#### [Given data]

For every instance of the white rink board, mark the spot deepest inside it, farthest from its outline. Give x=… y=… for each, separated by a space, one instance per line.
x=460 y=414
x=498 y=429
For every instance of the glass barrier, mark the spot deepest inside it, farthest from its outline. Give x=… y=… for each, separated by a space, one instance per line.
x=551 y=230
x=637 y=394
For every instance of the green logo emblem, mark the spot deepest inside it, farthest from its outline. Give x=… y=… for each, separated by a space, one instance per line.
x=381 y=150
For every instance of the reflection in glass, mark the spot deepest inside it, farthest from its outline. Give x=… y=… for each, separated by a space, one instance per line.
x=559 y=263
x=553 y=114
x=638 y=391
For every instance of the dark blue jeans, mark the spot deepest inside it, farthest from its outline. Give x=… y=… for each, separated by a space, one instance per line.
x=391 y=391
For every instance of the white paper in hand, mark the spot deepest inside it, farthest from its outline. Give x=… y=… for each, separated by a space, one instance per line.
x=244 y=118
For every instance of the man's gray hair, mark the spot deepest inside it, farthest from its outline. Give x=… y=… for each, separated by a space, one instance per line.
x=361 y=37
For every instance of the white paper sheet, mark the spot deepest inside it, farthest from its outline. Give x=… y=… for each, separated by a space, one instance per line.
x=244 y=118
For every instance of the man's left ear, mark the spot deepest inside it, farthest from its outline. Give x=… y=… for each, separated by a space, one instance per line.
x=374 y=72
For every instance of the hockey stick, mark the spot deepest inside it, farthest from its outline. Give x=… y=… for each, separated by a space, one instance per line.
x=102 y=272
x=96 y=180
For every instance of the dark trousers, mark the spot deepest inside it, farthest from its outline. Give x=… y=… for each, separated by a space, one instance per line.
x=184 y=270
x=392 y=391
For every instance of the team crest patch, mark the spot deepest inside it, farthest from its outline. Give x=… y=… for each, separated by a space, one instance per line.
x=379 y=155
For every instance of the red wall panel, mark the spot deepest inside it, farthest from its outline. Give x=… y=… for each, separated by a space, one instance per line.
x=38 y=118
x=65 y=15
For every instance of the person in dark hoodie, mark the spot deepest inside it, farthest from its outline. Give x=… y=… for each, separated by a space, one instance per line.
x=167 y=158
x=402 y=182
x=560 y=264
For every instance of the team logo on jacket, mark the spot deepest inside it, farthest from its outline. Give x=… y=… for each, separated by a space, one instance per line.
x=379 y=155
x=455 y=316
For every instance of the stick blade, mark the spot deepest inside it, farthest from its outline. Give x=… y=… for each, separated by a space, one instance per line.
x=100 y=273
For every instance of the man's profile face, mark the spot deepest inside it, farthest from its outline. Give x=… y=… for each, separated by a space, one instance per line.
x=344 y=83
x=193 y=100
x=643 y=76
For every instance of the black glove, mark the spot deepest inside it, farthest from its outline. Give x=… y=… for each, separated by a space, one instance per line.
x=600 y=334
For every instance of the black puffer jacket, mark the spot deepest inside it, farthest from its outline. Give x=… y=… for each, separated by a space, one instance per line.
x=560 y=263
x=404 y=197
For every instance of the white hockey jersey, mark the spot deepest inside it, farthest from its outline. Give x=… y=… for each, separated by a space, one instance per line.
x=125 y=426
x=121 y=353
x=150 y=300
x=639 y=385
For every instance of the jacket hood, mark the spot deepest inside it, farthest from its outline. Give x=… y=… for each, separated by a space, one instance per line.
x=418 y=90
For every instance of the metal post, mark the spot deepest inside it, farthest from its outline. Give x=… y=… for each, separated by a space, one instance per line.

#### [Work to be completed]
Copy the rows above from the line containing "For every instance of the black glove, mark" through the end of the rows, requests included, and shift each x and y coordinate in the answers by adding 100.

#### [Finished answer]
For every instance of the black glove, mark the spot deepest inside it, farthest from its outline. Give x=… y=… for each, separated by a space, one instance per line.
x=700 y=434
For every instance of the black puffer jacket, mark the spot deepest inside it, farthest from its outline. Give x=… y=… for each, separated by a space, one instance per line.
x=660 y=363
x=504 y=297
For every instance of the white hockey jersey, mark the spot deepest inside it, farthest from its outline. Give x=… y=… for each, separated by a space, one instance per line.
x=225 y=526
x=221 y=453
x=250 y=400
x=739 y=485
For every instance of the jacket hood, mark the spot deepest inside it, farthest from its outline. Give x=… y=… for each, separated by a space, one instance per line.
x=518 y=190
For every instance of the metal post, mark the spot deepest inside it, farthest from its outline. Give x=… y=… for each, separated by a space, one instance per line.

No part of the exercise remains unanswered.